**WRITTEN TASK**:
Write out each of the rows below word for word, changing nothing.

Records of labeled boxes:
....

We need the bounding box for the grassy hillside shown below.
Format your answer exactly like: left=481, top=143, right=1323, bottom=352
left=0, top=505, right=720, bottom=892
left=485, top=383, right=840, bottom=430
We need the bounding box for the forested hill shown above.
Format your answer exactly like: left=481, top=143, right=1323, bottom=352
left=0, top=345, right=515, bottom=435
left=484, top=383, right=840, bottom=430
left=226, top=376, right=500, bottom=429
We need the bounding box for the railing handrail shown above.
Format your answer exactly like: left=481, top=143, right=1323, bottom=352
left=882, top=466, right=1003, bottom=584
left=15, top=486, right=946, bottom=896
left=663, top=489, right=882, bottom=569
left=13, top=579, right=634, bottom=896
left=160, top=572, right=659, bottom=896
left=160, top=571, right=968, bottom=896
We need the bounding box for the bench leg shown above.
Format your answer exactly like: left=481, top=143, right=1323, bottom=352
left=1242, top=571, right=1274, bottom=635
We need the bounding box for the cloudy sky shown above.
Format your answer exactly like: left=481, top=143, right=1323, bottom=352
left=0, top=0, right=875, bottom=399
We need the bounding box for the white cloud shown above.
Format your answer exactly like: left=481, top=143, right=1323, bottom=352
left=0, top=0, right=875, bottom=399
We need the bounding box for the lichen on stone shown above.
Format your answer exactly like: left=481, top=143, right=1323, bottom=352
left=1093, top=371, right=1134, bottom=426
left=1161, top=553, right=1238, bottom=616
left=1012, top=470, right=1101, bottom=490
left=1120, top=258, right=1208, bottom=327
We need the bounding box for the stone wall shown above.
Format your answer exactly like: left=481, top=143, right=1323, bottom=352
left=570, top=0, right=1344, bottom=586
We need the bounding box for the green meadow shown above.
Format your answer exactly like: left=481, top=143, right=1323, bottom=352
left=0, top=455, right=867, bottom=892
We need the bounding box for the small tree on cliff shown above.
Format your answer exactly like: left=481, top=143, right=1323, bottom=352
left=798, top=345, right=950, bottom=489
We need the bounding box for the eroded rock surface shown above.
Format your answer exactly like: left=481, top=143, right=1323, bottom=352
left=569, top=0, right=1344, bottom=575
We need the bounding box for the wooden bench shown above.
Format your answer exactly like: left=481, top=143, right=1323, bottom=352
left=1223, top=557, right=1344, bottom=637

....

**FULL RESPONSE**:
We need the bounding box for the grassy hillside shown below.
Format your answer exactly like: left=481, top=143, right=1323, bottom=352
left=0, top=505, right=720, bottom=892
left=485, top=383, right=840, bottom=430
We need the bounding box for the forested hill shown above.
Format your answer exactly like: left=481, top=143, right=1323, bottom=352
left=0, top=345, right=515, bottom=435
left=484, top=383, right=840, bottom=430
left=226, top=376, right=500, bottom=429
We need the bounding box for the railing handrail shown above.
Format your answer exactly like: left=481, top=143, right=1323, bottom=352
left=882, top=466, right=1003, bottom=584
left=15, top=486, right=946, bottom=896
left=663, top=489, right=882, bottom=569
left=13, top=579, right=634, bottom=896
left=160, top=572, right=659, bottom=896
left=160, top=571, right=968, bottom=896
We need the bounding box for the bench leg shown above.
Format your answer exactly like: left=481, top=143, right=1323, bottom=352
left=1242, top=571, right=1274, bottom=635
We need the bounding box for the cloudy sky shown above.
Format your answer exactly like: left=481, top=143, right=1323, bottom=352
left=0, top=0, right=875, bottom=399
We need the bounding box for the white cloud shown above.
Format your answer exactly like: left=481, top=143, right=1323, bottom=352
left=0, top=0, right=875, bottom=399
We need the bounding box for the lichen on stone shown above.
Format your answer exactly like: left=481, top=143, right=1323, bottom=352
left=1093, top=371, right=1134, bottom=426
left=1161, top=553, right=1238, bottom=616
left=1012, top=470, right=1101, bottom=490
left=1120, top=258, right=1208, bottom=327
We need the bounding box for the stone wall shown above.
Format your answer exactly like: left=481, top=143, right=1323, bottom=352
left=570, top=0, right=1344, bottom=586
We need the bounding box for the green meadow shown above.
Format your answer exactly like: left=481, top=143, right=1323, bottom=352
left=0, top=455, right=867, bottom=892
We need the bounding box for the small tree on cliff shown above.
Format your answer exactly like: left=481, top=143, right=1323, bottom=352
left=798, top=345, right=950, bottom=489
We need the bounding box for the eroded rock surface shown above.
Format your answer exactly like: left=481, top=143, right=1323, bottom=352
left=569, top=0, right=1344, bottom=575
We need the bounding box for the wooden bench shown above.
Format your answer exactly like: left=481, top=143, right=1323, bottom=352
left=1223, top=557, right=1344, bottom=637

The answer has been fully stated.